▶ **Excerto selecionado**:
A disforia de género é uma condição clínica em que existe um conflito entre a perceção do indivíduo sobre as suas características sexuais primárias (dimensão biológica) e o género experienciado (dimensão psicológica). Convém deixar claro alguns pontos para se compreender o que está em causa com a aprovação desta lei:
1. O mal-estar e o sofrimento psíquico associado a este conflito não se resolvem com uma simples ida ao registo civil para mudar de género. É absolutamente falso que se solucione um problema complexo como este, desta forma tão simples.
2. Na maioria destes casos existe psicopatologia prévia que tem de ser tratada e acompanhada pelos médicos psiquiatras e outros profissionais de saúde. Por exemplo, comparativamente à população geral há uma maior prevalência de depressão, suicídio, observando-se ainda um número elevado de casos de experiências traumáticas prévias e disfuncionamento familiar. A lei não substituiu a terapia para estes casos, mas dá uma indicação de que a mesma não é necessária.
3. Existem doenças psiquiátricas (por exemplo, a esquizofrenia ou a perturbação dismórfica corporal) que não são verdadeiros casos de disforia do género, mas que se confundem com estes, obrigando a um diagnóstico diferencial. Ora, no registo civil não há psiquiatras de serviço.

▶ **Registos apresentados**:
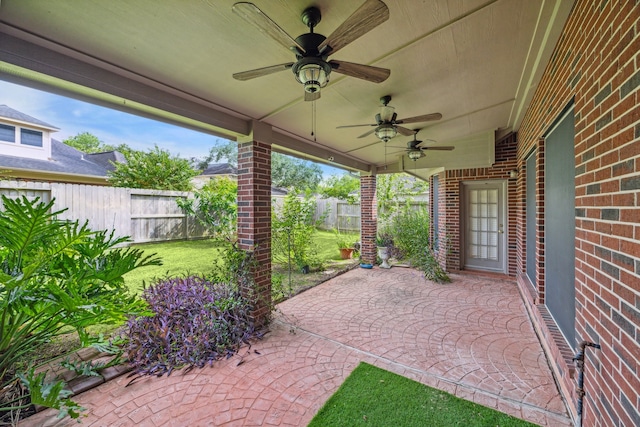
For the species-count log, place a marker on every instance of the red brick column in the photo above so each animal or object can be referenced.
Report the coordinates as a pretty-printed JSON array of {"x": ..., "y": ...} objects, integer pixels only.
[
  {"x": 254, "y": 214},
  {"x": 368, "y": 219}
]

▶ **Questões de estudo**:
1. Responda a cada pergunta sobre o texto acerca da disforia de género.
(a) Entre que duas dimensões existe conflito na disforia de género?
(b) Que doenças psiquiátricas são dadas como exemplo de casos que se confundem com a disforia de género?
(c) Segundo o ponto 2, que indicação dá a lei quanto à terapia?
2. Escreva a continuação do texto sobre a disforia de género a partir do ponto em que termina.

▶ **Respostas por tarefa**:
1.
(a) Entre a perceção do indivíduo sobre as suas características sexuais primárias (dimensão biológica) e o género experienciado (dimensão psicológica).
(b) A esquizofrenia e a perturbação dismórfica corporal.
(c) A lei dá uma indicação de que a terapia não é necessária.

2.
4. Importa sublinhar, sem receios de ser politicamente incorreto, que embora ocorram raras situações em que “os rapazes se sentem raparigas e as raparigas se sentem rapazes”, o ideal e desejável é que haja uma coincidência entre identidade biológica e identidade psicológica/sociocultural da sexualidade. O Estado não deve promover, de forma irresponsável e através de uma lei, essa dessincronia.
Esta lei que foi aprovada é essencialmente ideológica. Baseia-se na ideologia de género que, pelo seu radicalismo, se opõe à ciência e à boa prática médica. Esta ideologia teve início nos anos 60, na sequência do movimento de contracultura. Nessa altura, a psiquiatria também foi atacada e procuraram destruí-la, negando, por exemplo, a existência de doenças psiquiátricas como a esquizofrenia. Os resultados foram desastrosos, principalmente em Itália, sob a influência de Franco Basaglia, com milhares de doentes a serem privados de cuidados psiquiátricos adequados. A história repete-se.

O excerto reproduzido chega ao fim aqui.